● **Input data**
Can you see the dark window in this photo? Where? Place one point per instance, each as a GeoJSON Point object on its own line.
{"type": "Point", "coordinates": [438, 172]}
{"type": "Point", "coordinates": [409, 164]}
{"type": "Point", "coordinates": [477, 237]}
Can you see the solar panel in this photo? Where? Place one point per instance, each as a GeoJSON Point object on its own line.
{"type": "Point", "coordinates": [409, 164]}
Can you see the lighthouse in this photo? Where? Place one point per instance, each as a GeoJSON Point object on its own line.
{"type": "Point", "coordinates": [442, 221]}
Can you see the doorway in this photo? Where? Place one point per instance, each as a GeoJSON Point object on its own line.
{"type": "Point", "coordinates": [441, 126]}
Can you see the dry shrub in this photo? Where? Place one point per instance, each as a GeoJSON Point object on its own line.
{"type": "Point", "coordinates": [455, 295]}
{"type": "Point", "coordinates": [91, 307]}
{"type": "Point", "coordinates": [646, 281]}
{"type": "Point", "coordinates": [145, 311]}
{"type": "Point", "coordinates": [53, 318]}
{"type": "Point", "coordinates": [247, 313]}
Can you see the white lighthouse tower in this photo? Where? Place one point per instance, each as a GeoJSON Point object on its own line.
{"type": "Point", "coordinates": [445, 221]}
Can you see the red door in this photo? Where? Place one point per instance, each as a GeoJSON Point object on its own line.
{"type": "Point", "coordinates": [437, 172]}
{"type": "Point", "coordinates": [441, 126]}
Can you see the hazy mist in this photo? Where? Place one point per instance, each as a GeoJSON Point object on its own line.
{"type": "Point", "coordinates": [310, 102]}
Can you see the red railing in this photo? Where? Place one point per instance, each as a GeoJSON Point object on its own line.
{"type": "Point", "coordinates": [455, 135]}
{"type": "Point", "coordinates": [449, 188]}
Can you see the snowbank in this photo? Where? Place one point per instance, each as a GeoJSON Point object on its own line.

● **Task**
Lay out the rows above as a JSON list of strings, one string per line with blank lines left out, covering only the part that opens with the line containing "Can you see the red railing" and closes with the end of the rows.

● **Completed task**
[
  "Can you see the red railing in this photo? Where? Place one point per instance, each as a GeoJSON Point object on its own line.",
  "{\"type\": \"Point\", \"coordinates\": [455, 135]}",
  "{\"type\": \"Point\", \"coordinates\": [449, 188]}",
  "Can you see the snowbank in this photo? Where? Place one point per instance, each as a GeoJSON Point object on its own line."
]